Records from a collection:
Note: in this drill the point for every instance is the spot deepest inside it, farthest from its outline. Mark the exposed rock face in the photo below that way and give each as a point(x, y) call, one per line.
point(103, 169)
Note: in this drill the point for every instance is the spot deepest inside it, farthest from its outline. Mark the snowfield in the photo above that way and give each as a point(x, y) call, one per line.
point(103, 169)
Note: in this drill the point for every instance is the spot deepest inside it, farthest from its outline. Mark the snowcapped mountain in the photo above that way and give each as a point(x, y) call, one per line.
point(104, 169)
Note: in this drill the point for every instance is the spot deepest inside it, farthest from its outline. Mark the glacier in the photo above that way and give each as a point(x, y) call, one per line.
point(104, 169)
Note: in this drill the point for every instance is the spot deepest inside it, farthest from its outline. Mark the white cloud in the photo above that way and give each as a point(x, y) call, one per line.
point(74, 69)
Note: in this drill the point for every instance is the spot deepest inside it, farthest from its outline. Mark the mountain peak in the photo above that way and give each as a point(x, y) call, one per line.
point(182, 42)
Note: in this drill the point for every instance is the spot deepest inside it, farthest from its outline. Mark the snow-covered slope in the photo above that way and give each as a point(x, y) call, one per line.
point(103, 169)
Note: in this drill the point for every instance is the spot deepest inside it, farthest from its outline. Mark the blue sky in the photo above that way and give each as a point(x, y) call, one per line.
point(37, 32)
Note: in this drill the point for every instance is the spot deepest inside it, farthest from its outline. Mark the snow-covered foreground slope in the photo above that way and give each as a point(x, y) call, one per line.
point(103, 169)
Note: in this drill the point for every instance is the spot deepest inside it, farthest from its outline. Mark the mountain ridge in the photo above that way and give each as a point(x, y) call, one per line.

* _TASK GOAL_
Please return every one of the lines above, reproduced word for word with nothing changed.

* _CORRECT RESPONSE_
Note: in this drill the point for every instance is the spot deepest inside it, farthest from its outline. Mark the exposed rock face in the photo below that way and give each as a point(x, y) call, one per line.
point(103, 169)
Note: in this drill the point for every instance is the spot deepest inside it, farthest from its outline. Mark the snowfield in the photo above that way and give each as a point(x, y) call, one per line.
point(103, 169)
Note: in this drill the point for every instance is the spot deepest inside it, farthest from its outline. Mark the snowcapped mountain in the photo above that way and give each as a point(x, y) call, one per line.
point(104, 169)
Note: in this drill the point for every instance is the spot deepest inside it, farthest from its outline. Mark the glacier in the photo above that way and give each as a point(x, y) call, one per line.
point(104, 169)
Note: in this drill the point for every instance is the spot deepest inside it, farthest from its outline. Mark the white cloud in the photo above that way and give each as a point(x, y) call, one per line.
point(74, 69)
Note: in this drill the point for every instance is the spot deepest inside it, farthest from its outline. Mark the mountain peak in the photo above that way and give each as a point(x, y) call, one per line.
point(182, 42)
Note: in this drill the point for every instance is the spot deepest inside it, farthest from its outline. Mark the snow-covered slope in the photo above that way and give each as a point(x, y) call, one per line.
point(103, 169)
Note: in this drill the point for every instance is the spot deepest inside it, farthest from its outline. Mark the blue sky in the photo above that way and give each as a point(x, y) call, one per line.
point(37, 32)
Note: in this drill the point for every instance is the spot deepest inside it, farthest from its outline. Mark the snow-covered foreground slope in the photo above that way and give each as a point(x, y) call, one per line.
point(103, 169)
Note: in this drill the point for every instance is the spot deepest inside it, farthest from its outline. Mark the mountain ridge in the photo above that way and give each as a point(x, y) call, one per line.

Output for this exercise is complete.